[Data extracted from a collection]
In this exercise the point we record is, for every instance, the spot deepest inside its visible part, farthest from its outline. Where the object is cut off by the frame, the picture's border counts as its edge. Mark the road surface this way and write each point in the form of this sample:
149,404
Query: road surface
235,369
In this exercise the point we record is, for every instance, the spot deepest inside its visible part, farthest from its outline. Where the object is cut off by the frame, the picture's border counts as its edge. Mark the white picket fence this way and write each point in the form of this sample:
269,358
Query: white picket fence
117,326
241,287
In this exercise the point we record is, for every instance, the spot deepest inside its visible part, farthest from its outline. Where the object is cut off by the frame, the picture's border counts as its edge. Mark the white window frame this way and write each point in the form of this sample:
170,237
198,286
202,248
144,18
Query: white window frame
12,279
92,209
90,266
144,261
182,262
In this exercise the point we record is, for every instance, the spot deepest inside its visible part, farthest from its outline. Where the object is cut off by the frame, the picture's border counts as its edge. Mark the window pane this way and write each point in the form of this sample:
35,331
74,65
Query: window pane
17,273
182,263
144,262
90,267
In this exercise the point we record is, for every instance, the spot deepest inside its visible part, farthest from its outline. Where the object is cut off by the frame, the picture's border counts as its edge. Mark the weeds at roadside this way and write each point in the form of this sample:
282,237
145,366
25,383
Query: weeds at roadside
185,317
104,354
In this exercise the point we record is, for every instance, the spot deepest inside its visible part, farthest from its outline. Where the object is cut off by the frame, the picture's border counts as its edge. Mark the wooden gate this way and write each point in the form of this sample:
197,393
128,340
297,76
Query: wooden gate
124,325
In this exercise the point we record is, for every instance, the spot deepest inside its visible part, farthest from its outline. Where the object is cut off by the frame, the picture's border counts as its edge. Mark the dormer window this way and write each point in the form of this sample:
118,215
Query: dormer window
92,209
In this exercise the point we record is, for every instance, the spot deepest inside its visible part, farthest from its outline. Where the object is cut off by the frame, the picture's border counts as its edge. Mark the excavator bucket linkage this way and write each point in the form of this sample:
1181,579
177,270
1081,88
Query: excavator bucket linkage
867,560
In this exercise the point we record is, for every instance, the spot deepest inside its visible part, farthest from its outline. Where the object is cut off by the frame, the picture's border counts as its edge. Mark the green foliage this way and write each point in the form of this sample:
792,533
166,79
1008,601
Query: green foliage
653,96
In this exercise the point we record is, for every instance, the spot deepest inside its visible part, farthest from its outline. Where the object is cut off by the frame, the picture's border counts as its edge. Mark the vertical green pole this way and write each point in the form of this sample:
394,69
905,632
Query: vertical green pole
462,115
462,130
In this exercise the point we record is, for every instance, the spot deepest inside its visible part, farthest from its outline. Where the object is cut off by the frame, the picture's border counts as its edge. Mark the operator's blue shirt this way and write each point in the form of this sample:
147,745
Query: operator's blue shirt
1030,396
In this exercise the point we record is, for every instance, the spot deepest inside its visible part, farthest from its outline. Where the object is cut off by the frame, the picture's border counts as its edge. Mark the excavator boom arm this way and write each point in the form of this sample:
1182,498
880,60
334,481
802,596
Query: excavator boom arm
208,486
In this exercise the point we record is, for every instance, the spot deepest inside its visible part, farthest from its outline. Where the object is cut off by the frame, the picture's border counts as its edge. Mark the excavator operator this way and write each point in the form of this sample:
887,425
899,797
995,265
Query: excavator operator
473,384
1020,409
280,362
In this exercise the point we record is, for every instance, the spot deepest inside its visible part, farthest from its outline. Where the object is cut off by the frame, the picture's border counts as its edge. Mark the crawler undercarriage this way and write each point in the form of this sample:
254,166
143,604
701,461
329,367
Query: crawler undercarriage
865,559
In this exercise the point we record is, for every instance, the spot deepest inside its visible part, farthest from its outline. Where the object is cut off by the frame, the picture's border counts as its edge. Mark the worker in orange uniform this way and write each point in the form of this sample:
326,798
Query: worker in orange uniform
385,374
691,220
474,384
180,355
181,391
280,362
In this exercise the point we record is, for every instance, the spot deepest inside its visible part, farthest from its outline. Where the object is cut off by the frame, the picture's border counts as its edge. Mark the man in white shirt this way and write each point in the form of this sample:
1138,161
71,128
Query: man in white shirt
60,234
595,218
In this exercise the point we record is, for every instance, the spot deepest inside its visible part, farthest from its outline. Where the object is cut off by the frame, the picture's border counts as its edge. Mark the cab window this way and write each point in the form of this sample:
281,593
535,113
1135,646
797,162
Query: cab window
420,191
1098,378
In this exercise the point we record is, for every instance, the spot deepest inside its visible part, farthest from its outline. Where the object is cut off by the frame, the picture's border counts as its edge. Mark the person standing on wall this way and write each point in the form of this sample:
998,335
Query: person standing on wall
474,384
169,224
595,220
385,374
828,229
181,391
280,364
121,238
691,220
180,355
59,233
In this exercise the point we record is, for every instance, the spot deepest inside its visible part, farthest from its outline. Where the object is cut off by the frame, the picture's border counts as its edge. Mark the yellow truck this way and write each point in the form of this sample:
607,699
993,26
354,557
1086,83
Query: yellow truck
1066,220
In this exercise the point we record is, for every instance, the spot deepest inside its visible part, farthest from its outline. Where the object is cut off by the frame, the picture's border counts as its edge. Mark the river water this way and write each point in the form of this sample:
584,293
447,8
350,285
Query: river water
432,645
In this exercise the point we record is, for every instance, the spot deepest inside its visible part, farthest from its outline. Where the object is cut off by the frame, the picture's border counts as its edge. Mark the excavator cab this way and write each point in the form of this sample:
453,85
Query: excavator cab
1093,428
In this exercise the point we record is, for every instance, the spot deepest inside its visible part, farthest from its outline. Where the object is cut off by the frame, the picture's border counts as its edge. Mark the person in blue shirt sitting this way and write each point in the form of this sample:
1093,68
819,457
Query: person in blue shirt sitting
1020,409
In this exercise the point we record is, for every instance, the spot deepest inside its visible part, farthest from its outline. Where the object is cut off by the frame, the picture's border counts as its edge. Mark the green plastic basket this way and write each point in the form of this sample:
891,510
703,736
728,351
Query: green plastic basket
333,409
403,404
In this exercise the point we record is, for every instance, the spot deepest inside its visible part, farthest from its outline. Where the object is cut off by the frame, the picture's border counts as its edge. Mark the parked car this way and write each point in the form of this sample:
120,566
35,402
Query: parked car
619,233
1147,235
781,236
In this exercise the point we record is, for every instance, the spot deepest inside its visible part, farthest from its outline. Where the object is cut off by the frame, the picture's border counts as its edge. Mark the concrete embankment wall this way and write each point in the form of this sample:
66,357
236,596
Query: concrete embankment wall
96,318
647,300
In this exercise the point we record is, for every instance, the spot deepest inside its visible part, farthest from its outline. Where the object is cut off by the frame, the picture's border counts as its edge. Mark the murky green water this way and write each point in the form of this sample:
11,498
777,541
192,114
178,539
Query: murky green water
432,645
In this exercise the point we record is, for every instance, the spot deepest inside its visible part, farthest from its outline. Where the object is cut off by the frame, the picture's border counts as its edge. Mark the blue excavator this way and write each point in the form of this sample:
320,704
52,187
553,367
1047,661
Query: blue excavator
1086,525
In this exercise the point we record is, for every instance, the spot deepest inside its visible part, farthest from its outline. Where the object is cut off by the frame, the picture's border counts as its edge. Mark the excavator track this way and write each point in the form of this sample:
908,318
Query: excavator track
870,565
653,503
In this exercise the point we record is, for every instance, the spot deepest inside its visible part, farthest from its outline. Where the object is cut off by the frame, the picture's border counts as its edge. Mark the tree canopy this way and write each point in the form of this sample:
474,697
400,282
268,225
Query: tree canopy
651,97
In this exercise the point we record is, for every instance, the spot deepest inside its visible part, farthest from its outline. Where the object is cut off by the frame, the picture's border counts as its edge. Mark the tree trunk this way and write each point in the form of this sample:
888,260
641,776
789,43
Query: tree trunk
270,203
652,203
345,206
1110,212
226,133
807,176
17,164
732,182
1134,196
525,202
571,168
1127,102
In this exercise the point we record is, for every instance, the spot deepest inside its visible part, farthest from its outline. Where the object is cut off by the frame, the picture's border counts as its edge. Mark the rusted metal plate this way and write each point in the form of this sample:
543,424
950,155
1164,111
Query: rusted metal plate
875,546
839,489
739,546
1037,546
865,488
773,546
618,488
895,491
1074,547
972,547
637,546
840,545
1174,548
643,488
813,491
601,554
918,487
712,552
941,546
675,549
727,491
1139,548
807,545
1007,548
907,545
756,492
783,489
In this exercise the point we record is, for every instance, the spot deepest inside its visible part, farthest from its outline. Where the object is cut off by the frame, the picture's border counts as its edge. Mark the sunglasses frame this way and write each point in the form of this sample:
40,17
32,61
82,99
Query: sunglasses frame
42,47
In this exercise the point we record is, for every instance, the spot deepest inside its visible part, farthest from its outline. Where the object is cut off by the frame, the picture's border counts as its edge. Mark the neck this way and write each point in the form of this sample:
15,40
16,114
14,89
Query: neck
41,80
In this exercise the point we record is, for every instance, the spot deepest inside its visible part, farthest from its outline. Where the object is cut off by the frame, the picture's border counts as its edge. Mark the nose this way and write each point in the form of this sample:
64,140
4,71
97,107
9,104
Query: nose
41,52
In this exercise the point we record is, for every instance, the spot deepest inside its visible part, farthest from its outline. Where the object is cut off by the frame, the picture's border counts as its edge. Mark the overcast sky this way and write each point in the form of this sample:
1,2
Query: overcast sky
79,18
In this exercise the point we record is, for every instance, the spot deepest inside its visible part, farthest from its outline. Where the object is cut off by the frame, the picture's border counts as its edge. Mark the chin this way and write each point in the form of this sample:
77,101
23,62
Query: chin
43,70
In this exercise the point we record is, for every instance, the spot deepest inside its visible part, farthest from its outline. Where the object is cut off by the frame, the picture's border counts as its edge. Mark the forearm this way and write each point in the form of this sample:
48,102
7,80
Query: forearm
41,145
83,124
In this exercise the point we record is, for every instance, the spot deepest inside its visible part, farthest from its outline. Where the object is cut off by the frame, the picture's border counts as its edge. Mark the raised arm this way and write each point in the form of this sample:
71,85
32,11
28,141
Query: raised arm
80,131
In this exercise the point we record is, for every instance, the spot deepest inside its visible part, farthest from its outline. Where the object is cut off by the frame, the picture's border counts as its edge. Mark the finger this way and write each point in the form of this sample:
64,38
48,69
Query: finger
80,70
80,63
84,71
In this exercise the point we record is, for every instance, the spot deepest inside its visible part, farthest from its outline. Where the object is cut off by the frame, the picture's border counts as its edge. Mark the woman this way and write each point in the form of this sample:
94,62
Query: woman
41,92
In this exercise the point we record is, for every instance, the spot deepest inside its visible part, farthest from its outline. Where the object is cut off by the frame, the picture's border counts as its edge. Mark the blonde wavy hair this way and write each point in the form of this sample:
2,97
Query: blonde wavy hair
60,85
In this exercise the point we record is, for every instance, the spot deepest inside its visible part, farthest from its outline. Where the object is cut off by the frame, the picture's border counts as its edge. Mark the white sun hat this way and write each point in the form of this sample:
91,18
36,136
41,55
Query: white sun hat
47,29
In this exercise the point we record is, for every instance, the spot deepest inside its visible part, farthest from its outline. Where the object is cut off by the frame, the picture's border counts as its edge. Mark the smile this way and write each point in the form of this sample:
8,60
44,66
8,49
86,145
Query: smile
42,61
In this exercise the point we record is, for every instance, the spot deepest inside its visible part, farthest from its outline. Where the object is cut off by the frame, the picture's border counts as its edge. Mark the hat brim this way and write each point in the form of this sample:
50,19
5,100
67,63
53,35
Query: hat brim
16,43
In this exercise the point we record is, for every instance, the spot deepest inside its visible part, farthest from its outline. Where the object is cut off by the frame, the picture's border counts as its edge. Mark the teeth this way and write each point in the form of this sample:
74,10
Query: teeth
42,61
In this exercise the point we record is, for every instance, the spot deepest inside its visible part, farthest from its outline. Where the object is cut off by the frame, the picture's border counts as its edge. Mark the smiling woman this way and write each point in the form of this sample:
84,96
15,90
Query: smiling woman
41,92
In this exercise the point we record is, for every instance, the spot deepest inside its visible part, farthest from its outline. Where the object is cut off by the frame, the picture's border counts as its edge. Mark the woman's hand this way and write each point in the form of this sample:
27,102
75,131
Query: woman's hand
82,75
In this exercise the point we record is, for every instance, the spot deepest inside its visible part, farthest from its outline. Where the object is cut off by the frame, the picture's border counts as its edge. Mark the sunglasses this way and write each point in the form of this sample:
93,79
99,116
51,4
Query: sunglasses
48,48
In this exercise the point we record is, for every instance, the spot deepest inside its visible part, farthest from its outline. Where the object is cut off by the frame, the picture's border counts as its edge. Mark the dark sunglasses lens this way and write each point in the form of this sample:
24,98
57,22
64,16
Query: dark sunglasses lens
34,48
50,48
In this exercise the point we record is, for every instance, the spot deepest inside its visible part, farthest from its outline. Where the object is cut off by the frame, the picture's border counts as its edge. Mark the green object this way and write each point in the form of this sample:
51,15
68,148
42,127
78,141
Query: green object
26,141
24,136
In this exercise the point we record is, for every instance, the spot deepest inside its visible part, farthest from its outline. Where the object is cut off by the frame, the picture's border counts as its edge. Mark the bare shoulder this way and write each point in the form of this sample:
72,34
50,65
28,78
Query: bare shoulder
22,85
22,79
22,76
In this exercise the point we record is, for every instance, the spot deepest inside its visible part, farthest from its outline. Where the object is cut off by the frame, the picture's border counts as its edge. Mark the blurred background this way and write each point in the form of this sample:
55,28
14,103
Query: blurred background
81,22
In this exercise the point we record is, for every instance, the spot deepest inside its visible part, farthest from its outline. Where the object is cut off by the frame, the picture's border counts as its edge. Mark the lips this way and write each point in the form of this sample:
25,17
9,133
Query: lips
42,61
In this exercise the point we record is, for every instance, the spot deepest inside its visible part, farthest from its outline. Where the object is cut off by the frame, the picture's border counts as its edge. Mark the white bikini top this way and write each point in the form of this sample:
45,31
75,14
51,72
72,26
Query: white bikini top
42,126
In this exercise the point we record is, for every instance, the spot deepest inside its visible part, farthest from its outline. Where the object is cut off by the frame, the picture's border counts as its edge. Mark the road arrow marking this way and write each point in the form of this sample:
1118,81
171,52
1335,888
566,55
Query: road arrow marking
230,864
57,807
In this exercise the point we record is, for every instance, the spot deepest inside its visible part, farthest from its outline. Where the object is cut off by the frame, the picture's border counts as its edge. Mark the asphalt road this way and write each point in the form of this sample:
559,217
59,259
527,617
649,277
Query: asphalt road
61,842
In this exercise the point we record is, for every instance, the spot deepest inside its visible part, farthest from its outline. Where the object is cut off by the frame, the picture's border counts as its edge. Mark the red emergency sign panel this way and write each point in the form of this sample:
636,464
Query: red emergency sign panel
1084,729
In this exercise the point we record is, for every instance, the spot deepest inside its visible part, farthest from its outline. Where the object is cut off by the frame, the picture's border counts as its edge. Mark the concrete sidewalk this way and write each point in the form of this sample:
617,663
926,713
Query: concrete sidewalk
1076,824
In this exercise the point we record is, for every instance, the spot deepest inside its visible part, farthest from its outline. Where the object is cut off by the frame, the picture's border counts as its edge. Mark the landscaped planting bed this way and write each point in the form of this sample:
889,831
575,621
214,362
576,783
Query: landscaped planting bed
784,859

# [Problem to work on]
Reproduce only the lines between the line containing "the road arrow" and the last line of the records, those two lines included, exactly.

# [Full solution]
In this exercise the point we record is, for every instance, the spot deepest inside its visible part, farthest from its outline. Where the object is cut off by the frame, the picture's border counts as its edge. Mark the road arrow marking this way and write each point in the form of this sample:
1118,81
171,52
1335,888
566,55
Query: road arrow marking
230,864
57,807
In this exercise the point we record is, for every instance, the spot deepest inside its visible part, farthest from its outline. Where the object is cut off by the frame, the picture's border counts as its edge. Mark the asphalt road this way and write each point in the form of this sample:
559,217
59,259
527,617
649,277
Query: asphalt road
61,842
In this exercise the point we record is, for every instance, the spot deepest inside its visible part, farthest from its outline. Where the object is cut off by the frame, the picture's border counts as its edge. Mark the red emergency sign panel this way and write each point in the form of this sample:
636,464
Query: red emergency sign panel
1084,729
In this exercise the point we record is, for every instance, the spot deepest inside its visible part, farthest from its outline. Where the object is cut off by the frame, the picture's border counts as its edge. Mark the concrete sidewalk this way and write each point in the form of this sample:
617,663
926,713
Query: concrete sidewalk
1076,824
In this exercise the point we record is, for every instance, the spot deepest inside its visible part, farthest from its outline. Where the object is cut off by the frame, the picture's border counts as its edge. Mark the landscaped planting bed this way and write each point in the form of this sample:
889,831
575,621
214,362
576,783
Query: landscaped planting bed
784,859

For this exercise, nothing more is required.